Required work
Copy the part of the records that opens with the line containing "window in the photo above." and runs through the end of the records, replacing "towpath" with "canal footpath" and leaving everything else as it stands.

______________________________

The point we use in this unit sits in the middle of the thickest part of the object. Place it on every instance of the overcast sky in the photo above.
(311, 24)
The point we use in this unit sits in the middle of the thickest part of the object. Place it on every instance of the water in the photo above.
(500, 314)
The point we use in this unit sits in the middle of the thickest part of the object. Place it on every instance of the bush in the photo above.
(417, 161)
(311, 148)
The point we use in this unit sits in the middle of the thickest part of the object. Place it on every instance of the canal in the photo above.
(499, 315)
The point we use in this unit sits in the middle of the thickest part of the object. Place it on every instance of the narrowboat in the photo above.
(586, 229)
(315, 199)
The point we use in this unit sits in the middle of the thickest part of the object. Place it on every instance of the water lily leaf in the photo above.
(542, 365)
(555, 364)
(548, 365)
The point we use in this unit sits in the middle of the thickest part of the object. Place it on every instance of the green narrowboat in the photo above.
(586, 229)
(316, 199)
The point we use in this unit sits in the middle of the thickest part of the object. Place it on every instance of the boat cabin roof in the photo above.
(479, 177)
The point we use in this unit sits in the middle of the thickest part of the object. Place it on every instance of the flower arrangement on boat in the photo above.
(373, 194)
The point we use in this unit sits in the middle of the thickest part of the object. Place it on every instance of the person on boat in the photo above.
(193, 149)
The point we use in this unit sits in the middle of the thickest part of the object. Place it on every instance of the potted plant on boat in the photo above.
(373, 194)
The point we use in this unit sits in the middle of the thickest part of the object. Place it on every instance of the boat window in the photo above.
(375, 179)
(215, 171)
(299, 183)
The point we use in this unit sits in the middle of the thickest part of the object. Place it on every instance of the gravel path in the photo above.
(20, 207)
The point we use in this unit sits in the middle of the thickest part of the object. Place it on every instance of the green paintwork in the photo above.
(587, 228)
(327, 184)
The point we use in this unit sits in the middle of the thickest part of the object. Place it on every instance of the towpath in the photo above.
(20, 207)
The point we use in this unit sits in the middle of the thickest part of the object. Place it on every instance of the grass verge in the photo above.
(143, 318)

______________________________

Exercise response
The point we use in this unit sits in the middle of the thickest part of the object. Place it on every instance of the boat window in the photo above.
(375, 179)
(215, 171)
(299, 183)
The point we use in this unit sits in the middle of the thickest part of the object. Place it on every instance of the gravel path in the photo above.
(20, 207)
The point we use in this unit sits in the middle of the thickest part of the object. Place it on every instance of the green paintwork in the photo above.
(587, 228)
(327, 184)
The point we use in this unit sits in the middle of the thickest part of the object. Place it on every instance of the canal footpath in the photo above.
(20, 207)
The point we use in this unit sits in the middle of the thickest part of the object. Place it on every instance of the grass verge in the photo above.
(143, 318)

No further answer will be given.